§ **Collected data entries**

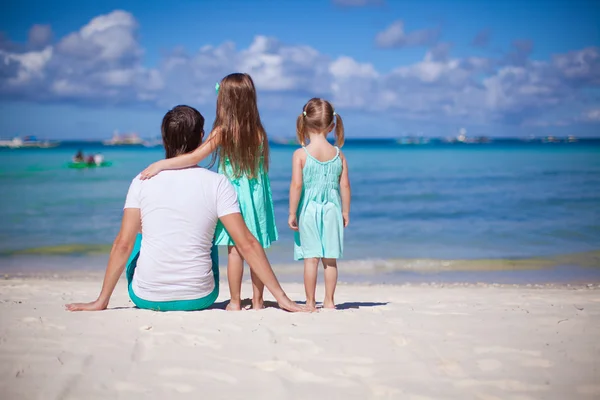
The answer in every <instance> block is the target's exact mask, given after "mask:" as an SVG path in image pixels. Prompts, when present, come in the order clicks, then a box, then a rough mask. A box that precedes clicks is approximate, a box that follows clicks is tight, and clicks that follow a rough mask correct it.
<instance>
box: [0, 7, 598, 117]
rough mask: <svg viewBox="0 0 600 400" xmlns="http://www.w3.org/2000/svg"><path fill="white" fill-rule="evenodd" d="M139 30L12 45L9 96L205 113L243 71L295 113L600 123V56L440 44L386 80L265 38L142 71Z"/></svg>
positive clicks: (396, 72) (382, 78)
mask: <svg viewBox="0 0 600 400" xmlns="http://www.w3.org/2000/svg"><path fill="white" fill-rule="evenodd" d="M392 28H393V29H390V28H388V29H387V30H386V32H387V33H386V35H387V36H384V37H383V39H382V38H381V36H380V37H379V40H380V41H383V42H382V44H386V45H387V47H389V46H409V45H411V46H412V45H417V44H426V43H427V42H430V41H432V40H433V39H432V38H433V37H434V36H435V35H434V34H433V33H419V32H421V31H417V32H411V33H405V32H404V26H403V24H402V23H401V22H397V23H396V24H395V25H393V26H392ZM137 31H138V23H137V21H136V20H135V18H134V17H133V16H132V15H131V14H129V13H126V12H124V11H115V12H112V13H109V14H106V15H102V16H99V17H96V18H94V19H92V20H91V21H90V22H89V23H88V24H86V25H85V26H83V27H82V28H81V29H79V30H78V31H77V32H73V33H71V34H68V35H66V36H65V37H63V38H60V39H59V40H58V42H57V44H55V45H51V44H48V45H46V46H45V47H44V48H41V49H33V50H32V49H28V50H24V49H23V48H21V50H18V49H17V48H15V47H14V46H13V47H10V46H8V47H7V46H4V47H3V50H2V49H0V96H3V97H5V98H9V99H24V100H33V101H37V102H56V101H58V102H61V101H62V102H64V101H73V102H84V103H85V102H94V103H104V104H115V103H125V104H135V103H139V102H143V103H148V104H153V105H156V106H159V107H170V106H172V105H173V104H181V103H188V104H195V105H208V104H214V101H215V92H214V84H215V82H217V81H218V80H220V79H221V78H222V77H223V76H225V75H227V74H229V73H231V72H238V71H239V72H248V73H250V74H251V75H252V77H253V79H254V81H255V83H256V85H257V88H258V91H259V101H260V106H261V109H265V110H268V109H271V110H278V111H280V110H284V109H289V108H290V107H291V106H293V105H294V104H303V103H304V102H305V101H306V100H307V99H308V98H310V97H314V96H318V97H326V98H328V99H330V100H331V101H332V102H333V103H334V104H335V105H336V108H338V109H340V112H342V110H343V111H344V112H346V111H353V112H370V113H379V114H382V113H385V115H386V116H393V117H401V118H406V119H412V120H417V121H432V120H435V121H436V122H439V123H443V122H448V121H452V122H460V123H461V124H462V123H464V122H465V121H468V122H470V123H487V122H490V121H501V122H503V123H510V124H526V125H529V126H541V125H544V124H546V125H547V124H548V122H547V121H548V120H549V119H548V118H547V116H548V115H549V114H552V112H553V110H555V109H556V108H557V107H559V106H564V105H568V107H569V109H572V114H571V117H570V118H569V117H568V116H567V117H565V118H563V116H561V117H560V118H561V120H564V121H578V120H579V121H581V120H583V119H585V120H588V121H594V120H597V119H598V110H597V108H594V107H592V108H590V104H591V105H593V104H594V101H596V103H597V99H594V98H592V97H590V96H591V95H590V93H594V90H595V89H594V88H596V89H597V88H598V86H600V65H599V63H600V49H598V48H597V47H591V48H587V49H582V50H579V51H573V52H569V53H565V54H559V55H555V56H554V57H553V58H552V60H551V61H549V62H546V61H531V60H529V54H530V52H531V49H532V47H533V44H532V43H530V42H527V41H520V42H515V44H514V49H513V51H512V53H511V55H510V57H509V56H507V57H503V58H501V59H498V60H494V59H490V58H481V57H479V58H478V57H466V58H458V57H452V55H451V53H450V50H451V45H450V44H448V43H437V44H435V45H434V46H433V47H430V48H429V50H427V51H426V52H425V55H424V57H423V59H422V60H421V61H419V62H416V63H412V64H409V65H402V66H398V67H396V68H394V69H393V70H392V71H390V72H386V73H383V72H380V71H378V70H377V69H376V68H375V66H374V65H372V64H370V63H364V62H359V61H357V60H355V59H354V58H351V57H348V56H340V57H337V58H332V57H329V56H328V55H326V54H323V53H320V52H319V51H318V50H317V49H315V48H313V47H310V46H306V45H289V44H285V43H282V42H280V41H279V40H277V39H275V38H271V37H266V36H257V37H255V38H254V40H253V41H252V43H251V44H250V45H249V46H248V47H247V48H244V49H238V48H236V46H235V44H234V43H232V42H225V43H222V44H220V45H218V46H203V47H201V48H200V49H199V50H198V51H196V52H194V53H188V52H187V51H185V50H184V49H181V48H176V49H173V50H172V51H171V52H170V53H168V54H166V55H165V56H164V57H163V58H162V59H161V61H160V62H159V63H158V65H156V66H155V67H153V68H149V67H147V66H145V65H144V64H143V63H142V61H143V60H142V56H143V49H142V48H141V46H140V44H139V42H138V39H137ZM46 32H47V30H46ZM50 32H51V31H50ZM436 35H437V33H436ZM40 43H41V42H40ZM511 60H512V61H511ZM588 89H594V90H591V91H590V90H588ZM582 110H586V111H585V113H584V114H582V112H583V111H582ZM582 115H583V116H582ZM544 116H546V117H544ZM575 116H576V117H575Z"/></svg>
==
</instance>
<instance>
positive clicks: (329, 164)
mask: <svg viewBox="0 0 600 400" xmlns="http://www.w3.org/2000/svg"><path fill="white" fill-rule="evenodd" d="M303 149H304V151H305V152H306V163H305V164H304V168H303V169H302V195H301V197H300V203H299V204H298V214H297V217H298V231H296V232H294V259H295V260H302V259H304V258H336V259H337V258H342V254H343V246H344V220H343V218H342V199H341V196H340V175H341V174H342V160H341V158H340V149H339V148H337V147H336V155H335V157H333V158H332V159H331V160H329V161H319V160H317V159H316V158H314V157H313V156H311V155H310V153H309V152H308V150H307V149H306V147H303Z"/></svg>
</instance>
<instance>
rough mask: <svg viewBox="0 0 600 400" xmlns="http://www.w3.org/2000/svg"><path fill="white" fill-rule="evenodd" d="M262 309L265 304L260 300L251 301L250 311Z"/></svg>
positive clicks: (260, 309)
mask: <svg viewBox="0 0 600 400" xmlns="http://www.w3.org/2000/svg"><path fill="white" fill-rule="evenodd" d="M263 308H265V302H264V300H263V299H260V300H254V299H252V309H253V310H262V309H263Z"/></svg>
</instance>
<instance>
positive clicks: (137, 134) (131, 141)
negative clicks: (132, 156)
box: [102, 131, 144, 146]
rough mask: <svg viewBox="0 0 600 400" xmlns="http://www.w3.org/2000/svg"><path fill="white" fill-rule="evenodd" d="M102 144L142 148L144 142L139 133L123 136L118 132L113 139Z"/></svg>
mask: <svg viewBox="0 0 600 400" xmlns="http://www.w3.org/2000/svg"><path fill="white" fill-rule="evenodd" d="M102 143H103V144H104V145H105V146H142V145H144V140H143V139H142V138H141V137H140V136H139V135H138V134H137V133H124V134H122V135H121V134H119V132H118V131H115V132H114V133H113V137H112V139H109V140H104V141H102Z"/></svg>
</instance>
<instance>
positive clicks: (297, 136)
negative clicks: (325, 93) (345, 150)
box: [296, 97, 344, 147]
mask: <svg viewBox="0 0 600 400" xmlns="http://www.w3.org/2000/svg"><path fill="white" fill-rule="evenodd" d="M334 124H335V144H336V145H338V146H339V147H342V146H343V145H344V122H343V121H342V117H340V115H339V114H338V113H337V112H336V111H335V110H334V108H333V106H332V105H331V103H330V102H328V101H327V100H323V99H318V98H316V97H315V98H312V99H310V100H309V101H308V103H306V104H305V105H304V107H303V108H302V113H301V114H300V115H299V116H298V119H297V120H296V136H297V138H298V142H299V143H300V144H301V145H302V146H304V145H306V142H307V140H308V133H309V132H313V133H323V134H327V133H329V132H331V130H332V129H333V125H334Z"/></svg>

§ **Activity**
Retype, exactly and in full, the lines above from the one containing "The answer in" through the one containing "30L12 45L9 96L205".

§ **Answer box**
The answer in every <instance> block is the target's exact mask, given after "mask:" as an SVG path in image pixels. Prompts, when present, come in the order clicks, then a box, then a rough mask. A box that precedes clicks is approximate, a box that follows clicks is tight, and clicks that follow a rough mask correct it.
<instance>
box: [0, 7, 598, 117]
rough mask: <svg viewBox="0 0 600 400" xmlns="http://www.w3.org/2000/svg"><path fill="white" fill-rule="evenodd" d="M139 30L12 45L9 96L205 113L243 71L295 113L600 123V56L440 44L386 80L265 38L142 71Z"/></svg>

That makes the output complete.